Problem description:
Reproduce exactly, with no pictures, each line from the opening of the material down through the line containing "list of [x,y]".

** Record excerpts follows **

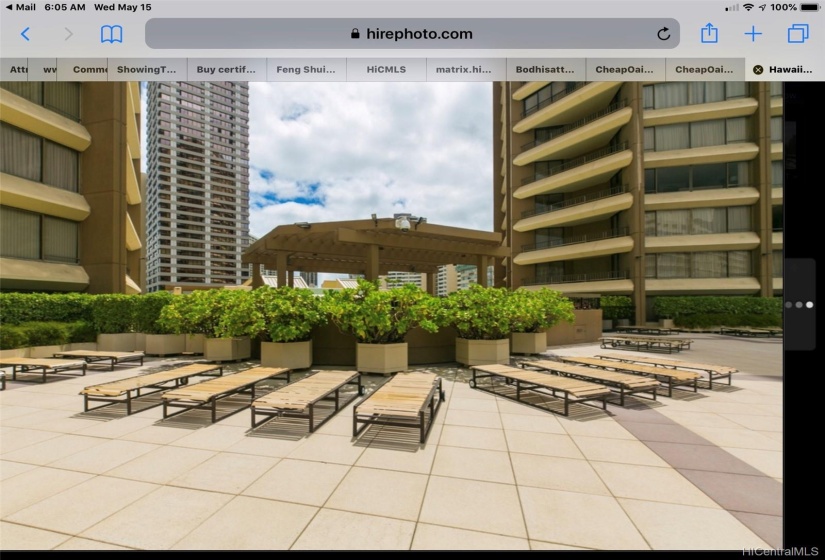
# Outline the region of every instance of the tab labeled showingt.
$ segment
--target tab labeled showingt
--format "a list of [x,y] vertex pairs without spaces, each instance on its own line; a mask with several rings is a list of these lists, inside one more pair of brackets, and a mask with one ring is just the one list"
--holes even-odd
[[109,80],[175,81],[186,80],[185,58],[110,58]]
[[668,81],[706,82],[739,81],[745,79],[744,58],[668,58]]
[[428,82],[499,82],[507,78],[503,58],[428,58]]
[[4,58],[0,61],[0,79],[25,82],[29,79],[29,62],[25,58]]
[[345,82],[347,61],[344,58],[270,58],[266,76],[270,82]]
[[57,79],[61,82],[106,82],[109,63],[105,58],[58,58]]
[[348,58],[348,82],[425,82],[423,58]]
[[578,82],[586,75],[583,58],[508,58],[507,79],[511,82]]
[[266,60],[263,58],[190,58],[188,80],[266,80]]
[[665,74],[663,58],[587,59],[587,81],[659,82]]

** End of Record excerpts **

Solution:
# Outline the region of every instance of the tab labeled showingt.
$ segment
--target tab labeled showingt
--format "a list of [x,y] vertex pairs without spaces, each instance on its own line; a mask with several rings is a list of these lists, inside one more pair of brackets, and a mask with one ring is just the one list"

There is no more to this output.